▶ [练习说明]
根据下方关于orchestrator高可用方案的摘录回答：
(a) 方式二建议把每个orchestrator节点部署在什么位置？
(b) shard backend模式中，哪个orc节点会给MySQL集群各节点发送心跳？
(c) 方案二里，每个orchestrator节点的专用数据库可以是哪两种？

▶ [所给摘录]
******************************
一、orchestrator自身服务高可用方案简介：

方案一：shard backend模式orchestrator集群

方式一：Galera/XtraDB Cluster/InnoDB Cluster 使用单写模式运行。多个orchestrator节点可能通过代理与写入节点进行通信。如果写节点发生故障，后端集群将提升另一个数据库作为写节点；由您的代理来识别并将orchestrator的流量引导新的写节点。（提供代理或者vip，三个orc节点都连接同一个地址的数据库）

方式二：Galera/XtraDB Cluster/InnoDB Cluster 在多写模式下运行。一个好的设置建议是将每个orchestrator节点与数据库服务器部署在同一服务器上。由于复制是同步的，因此不存在裂脑。只有一个orchestrator节点可以成为领导者，并且该领导者只会与数据库节点达成共识。

该方案心跳机制：

shard backend模式orchestrator集群中只有leader的orc节点会给其管理的MySQL集群的各个节点发送心跳；

方案二：采用raft机制保证orc高可用；

借助orc的raft机制部署多个orc的节点，每个ocr都有单独的MySQL后端数据库，这个时候后端数据库不要求是高可用的，因为ocr本身是高可用的，每个orc节点都有自己的后端数据库，后端数据库不需要保证一致性，因为每个orc节点都给其管理的MySQL集群心跳探测，心跳探测的结果信息记录到各自的后端MySQL数据库中。

该方案心跳机制：

如上图所示, 三个orchestrator 组成一个raft cluster, 每个orchestrator 节点使用自己的专用数据库(MySQL或SQLite)
******************************
▶ [所给条目]
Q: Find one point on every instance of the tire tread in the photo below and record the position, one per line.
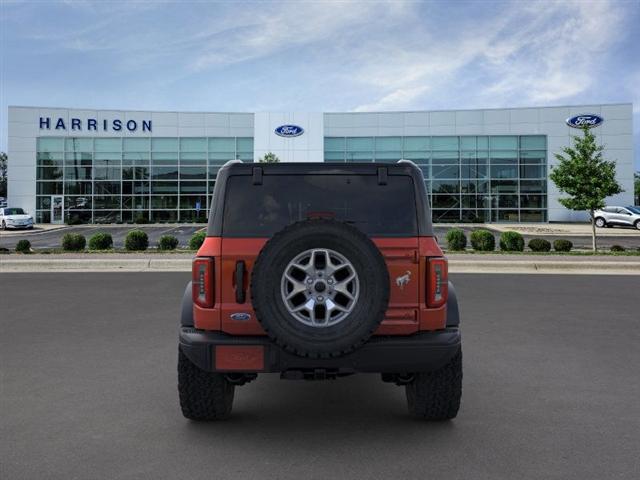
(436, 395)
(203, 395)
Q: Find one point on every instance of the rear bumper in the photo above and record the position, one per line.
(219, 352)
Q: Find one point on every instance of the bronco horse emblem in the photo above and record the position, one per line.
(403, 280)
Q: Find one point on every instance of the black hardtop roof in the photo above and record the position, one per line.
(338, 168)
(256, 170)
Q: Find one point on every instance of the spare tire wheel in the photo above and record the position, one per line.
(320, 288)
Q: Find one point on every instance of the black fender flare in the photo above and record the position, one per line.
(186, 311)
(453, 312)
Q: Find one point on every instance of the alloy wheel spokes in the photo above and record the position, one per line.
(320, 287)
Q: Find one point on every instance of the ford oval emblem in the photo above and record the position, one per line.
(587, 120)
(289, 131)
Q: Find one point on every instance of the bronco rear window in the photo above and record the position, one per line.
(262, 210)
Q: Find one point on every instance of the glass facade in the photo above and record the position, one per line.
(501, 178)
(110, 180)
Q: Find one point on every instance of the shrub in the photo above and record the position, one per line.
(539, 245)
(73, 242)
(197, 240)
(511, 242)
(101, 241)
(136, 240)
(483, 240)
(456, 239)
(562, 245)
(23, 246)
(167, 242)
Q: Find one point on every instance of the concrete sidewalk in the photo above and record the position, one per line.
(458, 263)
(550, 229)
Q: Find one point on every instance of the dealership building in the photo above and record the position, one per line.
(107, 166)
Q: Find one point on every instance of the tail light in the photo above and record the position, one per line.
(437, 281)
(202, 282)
******************************
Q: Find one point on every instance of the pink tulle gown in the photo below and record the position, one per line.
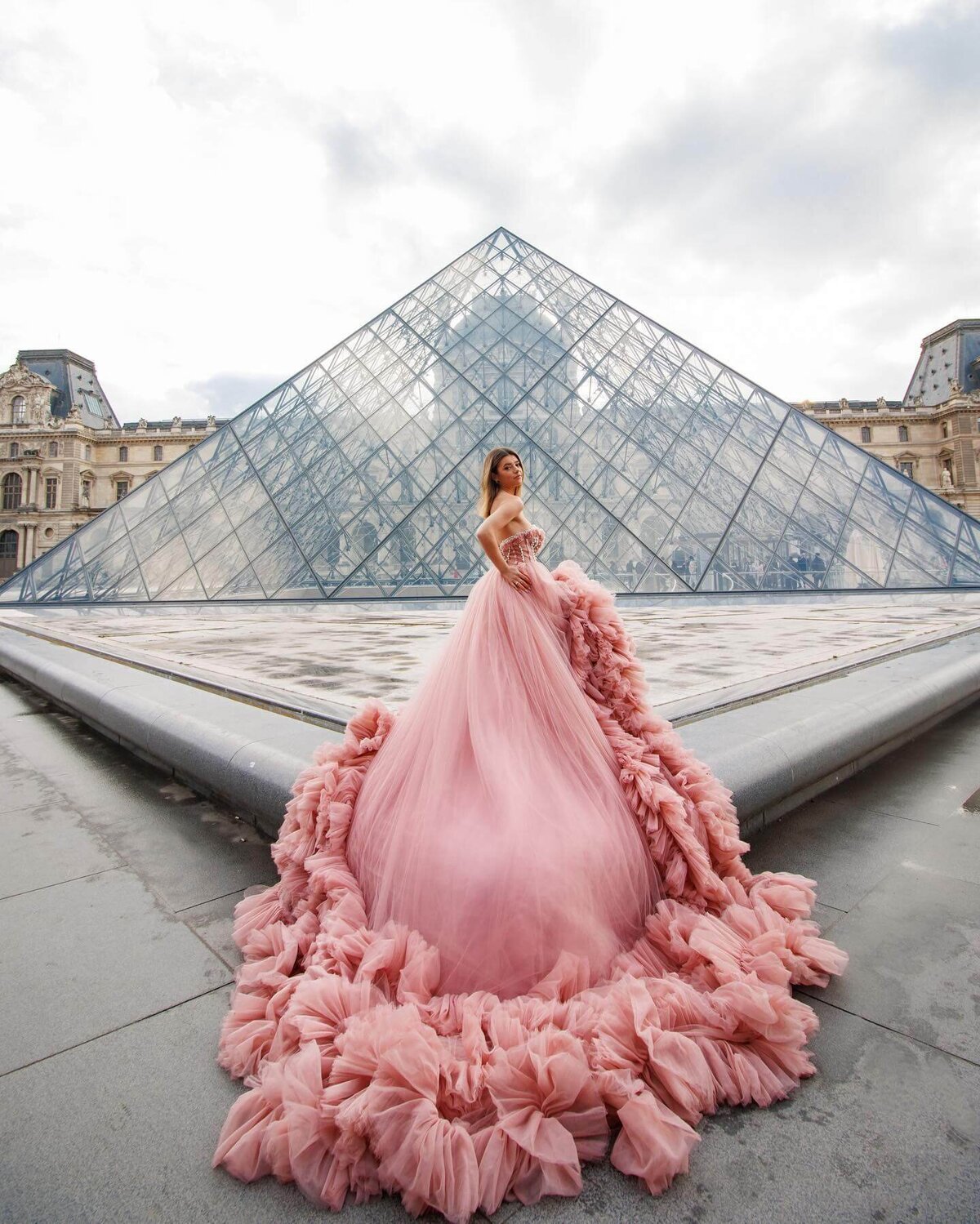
******************************
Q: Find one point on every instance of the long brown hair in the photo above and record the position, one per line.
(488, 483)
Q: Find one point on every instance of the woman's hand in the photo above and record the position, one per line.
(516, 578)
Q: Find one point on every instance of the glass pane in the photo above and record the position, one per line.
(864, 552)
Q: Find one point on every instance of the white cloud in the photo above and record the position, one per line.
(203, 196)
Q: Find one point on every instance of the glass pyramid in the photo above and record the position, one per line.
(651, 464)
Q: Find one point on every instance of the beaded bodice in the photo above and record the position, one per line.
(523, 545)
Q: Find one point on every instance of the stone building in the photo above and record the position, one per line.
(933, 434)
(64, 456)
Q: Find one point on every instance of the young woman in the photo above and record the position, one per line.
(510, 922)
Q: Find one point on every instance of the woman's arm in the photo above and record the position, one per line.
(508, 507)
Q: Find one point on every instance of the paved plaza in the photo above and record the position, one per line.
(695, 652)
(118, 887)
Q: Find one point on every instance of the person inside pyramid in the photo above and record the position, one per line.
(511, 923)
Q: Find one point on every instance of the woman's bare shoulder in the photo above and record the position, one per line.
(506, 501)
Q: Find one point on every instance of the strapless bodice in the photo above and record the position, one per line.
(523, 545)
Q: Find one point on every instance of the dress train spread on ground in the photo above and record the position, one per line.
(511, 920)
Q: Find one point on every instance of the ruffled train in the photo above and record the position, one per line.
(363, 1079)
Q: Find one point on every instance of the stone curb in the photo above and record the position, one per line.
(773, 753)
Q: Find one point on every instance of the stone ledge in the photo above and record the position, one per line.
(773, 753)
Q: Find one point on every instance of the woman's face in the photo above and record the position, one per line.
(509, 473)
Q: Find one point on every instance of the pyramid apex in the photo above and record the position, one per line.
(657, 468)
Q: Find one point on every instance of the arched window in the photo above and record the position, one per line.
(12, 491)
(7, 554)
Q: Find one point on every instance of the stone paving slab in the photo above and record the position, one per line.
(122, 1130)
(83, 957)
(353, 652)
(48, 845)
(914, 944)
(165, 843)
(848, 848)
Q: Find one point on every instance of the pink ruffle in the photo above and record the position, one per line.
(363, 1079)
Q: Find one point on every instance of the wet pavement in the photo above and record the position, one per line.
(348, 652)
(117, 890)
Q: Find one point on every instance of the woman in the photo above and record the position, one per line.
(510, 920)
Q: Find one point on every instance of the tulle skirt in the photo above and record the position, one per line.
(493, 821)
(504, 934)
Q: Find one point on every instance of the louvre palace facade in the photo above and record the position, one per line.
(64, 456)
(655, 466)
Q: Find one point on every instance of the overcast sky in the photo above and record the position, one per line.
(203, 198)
******************************
▶ [完整答案]
(a) 与数据库服务器部署在同一服务器上。
(b) 只有leader的orc节点。
(c) MySQL或SQLite。